start Data shown

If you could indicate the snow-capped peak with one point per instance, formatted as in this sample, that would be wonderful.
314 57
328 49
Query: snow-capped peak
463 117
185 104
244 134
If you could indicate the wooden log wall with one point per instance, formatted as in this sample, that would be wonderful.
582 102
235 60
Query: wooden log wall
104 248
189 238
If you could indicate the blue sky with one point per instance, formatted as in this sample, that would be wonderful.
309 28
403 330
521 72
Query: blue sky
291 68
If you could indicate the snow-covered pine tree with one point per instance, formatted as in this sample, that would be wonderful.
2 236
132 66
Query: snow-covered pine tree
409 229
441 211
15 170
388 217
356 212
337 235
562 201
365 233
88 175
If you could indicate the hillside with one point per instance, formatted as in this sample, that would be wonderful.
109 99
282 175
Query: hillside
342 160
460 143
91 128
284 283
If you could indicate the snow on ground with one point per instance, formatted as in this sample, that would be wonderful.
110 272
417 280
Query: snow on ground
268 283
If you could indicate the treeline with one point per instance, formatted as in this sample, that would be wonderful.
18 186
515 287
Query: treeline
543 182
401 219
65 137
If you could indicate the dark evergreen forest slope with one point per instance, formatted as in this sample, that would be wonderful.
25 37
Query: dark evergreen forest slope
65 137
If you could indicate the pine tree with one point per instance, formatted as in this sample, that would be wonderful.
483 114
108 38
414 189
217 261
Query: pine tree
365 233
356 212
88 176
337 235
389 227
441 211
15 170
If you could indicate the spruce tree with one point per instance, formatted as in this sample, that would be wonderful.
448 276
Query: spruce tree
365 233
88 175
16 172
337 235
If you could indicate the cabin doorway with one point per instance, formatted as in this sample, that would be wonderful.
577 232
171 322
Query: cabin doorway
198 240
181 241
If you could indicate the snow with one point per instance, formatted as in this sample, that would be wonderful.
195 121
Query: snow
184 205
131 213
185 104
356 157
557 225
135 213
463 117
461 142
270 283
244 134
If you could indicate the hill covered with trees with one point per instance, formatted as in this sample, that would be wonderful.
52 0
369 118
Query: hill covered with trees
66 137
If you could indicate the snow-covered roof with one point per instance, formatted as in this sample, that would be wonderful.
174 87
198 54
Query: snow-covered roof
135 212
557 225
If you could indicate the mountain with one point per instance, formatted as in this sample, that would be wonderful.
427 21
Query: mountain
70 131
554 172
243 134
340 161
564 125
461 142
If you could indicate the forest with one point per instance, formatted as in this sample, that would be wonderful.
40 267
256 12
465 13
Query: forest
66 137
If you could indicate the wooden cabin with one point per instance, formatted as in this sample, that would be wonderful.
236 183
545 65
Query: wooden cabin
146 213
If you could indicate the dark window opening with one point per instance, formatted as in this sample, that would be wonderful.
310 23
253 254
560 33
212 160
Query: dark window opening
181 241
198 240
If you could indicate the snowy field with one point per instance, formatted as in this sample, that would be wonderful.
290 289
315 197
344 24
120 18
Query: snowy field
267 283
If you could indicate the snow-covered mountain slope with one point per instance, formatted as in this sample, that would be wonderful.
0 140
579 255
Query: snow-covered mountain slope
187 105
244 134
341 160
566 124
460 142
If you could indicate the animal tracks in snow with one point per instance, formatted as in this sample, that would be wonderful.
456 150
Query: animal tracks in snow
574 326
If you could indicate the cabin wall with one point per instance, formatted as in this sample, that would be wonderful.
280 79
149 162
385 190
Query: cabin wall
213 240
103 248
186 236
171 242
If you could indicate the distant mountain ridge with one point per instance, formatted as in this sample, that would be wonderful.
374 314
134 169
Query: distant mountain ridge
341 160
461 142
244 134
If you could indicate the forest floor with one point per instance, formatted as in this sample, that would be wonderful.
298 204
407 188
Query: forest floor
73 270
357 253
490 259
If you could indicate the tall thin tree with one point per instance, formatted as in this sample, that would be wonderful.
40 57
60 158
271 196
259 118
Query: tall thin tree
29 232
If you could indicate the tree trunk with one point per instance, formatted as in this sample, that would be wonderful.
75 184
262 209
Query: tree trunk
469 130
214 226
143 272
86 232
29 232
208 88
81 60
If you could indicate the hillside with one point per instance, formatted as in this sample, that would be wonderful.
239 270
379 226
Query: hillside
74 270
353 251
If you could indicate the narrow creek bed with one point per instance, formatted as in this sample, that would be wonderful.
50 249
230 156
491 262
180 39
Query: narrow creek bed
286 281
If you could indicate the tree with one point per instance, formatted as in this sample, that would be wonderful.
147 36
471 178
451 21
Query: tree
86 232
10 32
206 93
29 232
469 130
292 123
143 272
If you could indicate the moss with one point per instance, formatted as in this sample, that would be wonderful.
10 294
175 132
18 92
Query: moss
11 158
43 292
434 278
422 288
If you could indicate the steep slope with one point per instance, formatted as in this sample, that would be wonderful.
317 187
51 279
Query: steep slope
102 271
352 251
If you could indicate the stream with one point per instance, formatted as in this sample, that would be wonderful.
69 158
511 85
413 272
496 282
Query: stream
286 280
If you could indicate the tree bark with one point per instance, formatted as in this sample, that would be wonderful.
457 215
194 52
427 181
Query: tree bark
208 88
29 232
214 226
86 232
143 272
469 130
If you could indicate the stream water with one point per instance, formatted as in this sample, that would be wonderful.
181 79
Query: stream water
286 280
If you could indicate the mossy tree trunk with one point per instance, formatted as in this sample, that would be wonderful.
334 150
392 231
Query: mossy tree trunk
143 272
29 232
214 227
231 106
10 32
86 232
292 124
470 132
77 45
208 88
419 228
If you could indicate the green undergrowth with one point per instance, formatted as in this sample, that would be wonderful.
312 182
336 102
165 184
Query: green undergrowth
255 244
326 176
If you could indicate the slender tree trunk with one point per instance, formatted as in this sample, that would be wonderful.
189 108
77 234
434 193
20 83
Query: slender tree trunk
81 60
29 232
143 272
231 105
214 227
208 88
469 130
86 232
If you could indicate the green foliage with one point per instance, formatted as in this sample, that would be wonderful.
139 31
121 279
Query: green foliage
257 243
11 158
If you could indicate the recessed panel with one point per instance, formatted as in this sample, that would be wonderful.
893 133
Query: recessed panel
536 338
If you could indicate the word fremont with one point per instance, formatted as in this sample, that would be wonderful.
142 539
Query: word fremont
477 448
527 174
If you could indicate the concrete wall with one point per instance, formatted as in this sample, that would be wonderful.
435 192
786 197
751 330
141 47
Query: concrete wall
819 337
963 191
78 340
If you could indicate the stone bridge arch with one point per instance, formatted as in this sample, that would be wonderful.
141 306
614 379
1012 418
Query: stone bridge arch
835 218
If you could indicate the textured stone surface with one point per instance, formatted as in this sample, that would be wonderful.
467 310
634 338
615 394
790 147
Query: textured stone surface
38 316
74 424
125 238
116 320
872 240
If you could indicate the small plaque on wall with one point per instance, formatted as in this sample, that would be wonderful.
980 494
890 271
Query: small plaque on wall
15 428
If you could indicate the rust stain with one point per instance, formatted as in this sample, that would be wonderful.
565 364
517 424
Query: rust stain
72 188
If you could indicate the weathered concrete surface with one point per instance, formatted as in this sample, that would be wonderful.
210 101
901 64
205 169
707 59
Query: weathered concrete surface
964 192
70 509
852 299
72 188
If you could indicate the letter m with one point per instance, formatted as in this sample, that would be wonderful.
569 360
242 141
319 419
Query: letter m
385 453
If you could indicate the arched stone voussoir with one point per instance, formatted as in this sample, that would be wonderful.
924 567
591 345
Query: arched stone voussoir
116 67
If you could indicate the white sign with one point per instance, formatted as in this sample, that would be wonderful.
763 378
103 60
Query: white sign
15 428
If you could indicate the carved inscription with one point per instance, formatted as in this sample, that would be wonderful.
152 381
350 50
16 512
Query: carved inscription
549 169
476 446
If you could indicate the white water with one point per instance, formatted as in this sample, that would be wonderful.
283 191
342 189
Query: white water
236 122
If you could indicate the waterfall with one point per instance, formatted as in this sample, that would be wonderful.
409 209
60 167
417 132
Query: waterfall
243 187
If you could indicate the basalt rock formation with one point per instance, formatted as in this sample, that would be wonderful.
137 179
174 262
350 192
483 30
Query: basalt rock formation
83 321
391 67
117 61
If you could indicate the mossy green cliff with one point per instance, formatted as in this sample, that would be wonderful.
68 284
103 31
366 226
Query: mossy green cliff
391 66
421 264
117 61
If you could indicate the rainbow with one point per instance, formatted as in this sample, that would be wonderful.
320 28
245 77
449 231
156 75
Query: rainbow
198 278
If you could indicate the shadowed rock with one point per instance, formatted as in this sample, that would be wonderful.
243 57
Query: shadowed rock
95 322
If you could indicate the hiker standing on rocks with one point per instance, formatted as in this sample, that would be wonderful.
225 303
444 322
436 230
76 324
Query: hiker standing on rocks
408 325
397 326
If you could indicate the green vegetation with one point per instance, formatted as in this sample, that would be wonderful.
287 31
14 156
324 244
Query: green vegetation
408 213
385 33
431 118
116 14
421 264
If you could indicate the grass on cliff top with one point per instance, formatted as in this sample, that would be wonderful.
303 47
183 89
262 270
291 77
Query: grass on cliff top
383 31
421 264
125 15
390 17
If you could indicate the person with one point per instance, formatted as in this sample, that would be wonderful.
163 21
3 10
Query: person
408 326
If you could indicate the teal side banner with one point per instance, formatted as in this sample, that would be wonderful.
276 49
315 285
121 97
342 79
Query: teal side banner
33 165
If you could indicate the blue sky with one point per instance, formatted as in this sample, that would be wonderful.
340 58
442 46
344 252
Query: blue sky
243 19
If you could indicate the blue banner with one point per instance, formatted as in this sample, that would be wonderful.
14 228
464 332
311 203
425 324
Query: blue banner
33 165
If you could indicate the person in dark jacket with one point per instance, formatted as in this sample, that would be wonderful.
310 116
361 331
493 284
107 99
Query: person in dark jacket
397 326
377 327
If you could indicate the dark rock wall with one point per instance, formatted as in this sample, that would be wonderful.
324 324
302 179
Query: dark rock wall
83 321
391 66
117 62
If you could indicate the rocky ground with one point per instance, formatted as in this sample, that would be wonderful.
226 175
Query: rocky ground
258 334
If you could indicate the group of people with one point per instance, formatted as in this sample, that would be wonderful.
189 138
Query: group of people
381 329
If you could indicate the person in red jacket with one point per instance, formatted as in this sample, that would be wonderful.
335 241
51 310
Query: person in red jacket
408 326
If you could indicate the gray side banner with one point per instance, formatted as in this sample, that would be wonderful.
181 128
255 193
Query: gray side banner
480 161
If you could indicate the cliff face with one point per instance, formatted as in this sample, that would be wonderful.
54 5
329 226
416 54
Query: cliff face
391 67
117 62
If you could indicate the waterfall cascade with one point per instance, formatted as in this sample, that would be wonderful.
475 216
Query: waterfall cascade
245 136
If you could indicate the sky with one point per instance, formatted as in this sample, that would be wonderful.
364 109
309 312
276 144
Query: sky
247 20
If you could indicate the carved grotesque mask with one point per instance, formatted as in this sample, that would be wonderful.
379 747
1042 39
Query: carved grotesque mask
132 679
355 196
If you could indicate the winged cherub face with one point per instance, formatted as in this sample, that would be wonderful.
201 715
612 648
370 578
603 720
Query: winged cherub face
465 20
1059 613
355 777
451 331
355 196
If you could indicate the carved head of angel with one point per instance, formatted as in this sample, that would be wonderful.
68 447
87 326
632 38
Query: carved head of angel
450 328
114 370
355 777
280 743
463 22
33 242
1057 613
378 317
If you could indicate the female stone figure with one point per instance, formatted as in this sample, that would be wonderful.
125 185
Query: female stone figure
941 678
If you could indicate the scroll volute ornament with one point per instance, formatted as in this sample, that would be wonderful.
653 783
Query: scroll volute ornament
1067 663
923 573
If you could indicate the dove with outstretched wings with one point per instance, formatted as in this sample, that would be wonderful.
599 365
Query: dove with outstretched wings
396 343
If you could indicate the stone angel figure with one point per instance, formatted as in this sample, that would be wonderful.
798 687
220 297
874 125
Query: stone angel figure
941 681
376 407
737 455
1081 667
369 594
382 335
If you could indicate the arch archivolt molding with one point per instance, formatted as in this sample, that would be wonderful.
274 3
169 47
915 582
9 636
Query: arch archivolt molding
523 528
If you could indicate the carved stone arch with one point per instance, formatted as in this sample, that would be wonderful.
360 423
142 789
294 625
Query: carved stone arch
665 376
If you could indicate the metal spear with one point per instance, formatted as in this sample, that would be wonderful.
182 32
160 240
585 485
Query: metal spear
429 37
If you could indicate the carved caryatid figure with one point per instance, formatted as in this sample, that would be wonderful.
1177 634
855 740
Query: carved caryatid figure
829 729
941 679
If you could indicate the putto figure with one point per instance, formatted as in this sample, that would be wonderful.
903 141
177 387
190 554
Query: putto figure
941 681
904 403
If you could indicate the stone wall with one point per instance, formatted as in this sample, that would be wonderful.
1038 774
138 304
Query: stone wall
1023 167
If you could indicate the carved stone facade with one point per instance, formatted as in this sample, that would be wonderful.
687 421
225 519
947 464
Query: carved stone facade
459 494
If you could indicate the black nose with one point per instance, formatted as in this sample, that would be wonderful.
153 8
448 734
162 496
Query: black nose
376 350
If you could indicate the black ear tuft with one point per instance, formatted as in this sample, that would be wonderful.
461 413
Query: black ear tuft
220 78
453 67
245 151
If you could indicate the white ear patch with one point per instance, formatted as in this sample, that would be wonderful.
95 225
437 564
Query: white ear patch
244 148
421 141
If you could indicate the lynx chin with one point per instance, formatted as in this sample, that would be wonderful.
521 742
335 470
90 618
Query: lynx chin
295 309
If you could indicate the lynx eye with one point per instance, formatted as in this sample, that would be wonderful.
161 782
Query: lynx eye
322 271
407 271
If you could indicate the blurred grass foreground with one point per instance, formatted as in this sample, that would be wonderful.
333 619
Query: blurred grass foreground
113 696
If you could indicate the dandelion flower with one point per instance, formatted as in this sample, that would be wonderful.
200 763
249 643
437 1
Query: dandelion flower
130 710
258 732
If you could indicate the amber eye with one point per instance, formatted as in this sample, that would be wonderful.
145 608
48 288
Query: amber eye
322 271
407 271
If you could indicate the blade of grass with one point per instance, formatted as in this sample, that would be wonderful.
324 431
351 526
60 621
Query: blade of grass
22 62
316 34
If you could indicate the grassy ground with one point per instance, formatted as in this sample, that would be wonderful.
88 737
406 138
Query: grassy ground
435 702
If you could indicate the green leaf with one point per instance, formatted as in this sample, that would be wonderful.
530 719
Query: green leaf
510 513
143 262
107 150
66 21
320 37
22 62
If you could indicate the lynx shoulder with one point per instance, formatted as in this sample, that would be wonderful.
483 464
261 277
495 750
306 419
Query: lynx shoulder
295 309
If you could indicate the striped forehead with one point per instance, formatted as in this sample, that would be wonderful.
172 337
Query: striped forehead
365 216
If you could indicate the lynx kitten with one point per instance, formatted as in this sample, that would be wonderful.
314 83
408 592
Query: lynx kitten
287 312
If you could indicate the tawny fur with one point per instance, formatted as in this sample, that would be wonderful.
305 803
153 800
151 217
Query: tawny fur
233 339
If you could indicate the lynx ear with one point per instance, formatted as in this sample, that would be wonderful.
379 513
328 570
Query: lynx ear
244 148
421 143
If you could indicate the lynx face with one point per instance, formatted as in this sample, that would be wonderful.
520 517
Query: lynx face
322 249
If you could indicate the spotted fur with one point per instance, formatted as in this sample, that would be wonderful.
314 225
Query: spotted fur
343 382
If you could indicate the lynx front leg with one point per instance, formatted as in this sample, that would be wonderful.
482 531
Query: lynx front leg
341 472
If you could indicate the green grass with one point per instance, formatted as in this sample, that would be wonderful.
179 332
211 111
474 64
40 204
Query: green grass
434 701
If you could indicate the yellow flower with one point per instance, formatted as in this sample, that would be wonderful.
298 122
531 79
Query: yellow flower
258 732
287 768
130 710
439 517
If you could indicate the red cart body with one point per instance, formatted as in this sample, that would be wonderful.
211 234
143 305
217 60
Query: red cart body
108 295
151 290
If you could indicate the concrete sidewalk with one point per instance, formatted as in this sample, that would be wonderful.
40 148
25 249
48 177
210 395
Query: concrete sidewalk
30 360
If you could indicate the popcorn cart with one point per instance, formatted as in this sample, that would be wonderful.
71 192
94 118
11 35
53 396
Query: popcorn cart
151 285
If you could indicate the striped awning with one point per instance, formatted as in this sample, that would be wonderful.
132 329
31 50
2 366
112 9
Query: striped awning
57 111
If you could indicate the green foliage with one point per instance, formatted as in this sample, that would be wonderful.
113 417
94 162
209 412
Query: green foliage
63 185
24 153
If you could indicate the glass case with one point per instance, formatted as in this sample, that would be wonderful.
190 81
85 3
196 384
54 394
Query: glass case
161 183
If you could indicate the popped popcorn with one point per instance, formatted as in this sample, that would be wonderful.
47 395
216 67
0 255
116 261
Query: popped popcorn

end Data shown

• Do this
Reproduce nothing but the lines from the line containing "If you could indicate the striped awning" to the last line of the data, each exactly as written.

• In response
If you could indicate the striped awning with one point per instance, formatted as in this sample, that would be wonderful.
132 329
31 50
2 366
112 9
Query: striped awning
57 111
If you could indicate the green foliage with one point per instance, formatted as in this sample, that would be wonderful.
113 417
94 162
209 412
Query: green foliage
63 185
24 153
If you could indicate the glass case with one point per instance, formatted as in this sample, that would be wonderful.
190 81
85 3
196 384
54 394
Query: glass case
161 183
If you could indicate the popped popcorn with one point per instance, formatted as in this sample, that would be wonderful.
47 395
216 67
0 255
116 261
Query: popped popcorn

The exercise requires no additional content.